• TASK DETAILS
Could you reproduce the records below word for word, beginning at the line containing "Point to the sponsor" and stopping after the line containing "x=310 y=699"?

• EXTRACTED MATERIAL

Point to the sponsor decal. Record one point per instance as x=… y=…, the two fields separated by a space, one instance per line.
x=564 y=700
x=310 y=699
==
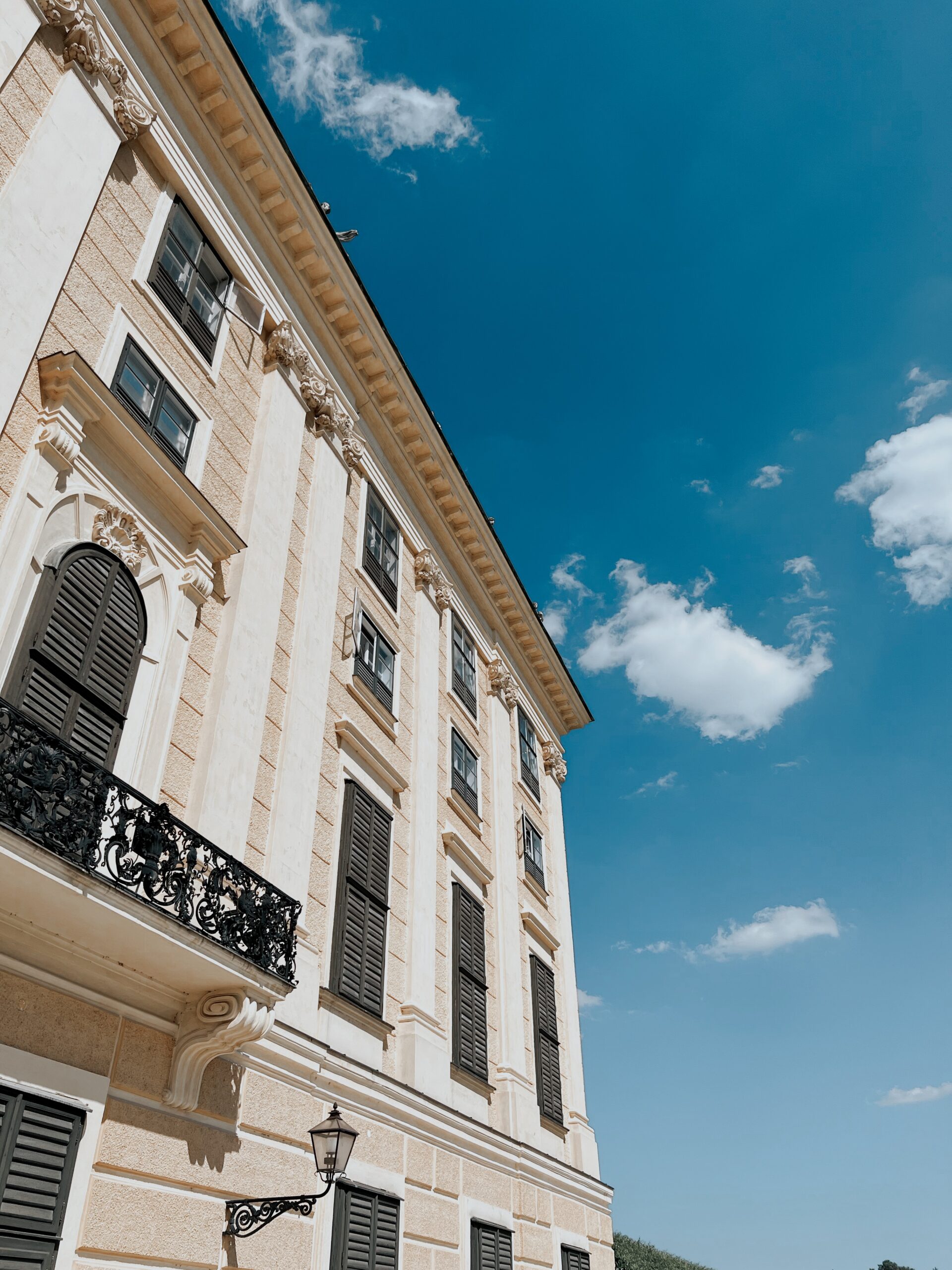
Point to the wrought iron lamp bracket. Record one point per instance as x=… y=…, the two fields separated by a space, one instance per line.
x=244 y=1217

• COMPLETE ANSWER
Point to the sponsor decal. Record one point per instance as x=… y=…, the two fields separated by a space, one instance per line.
x=564 y=700
x=310 y=699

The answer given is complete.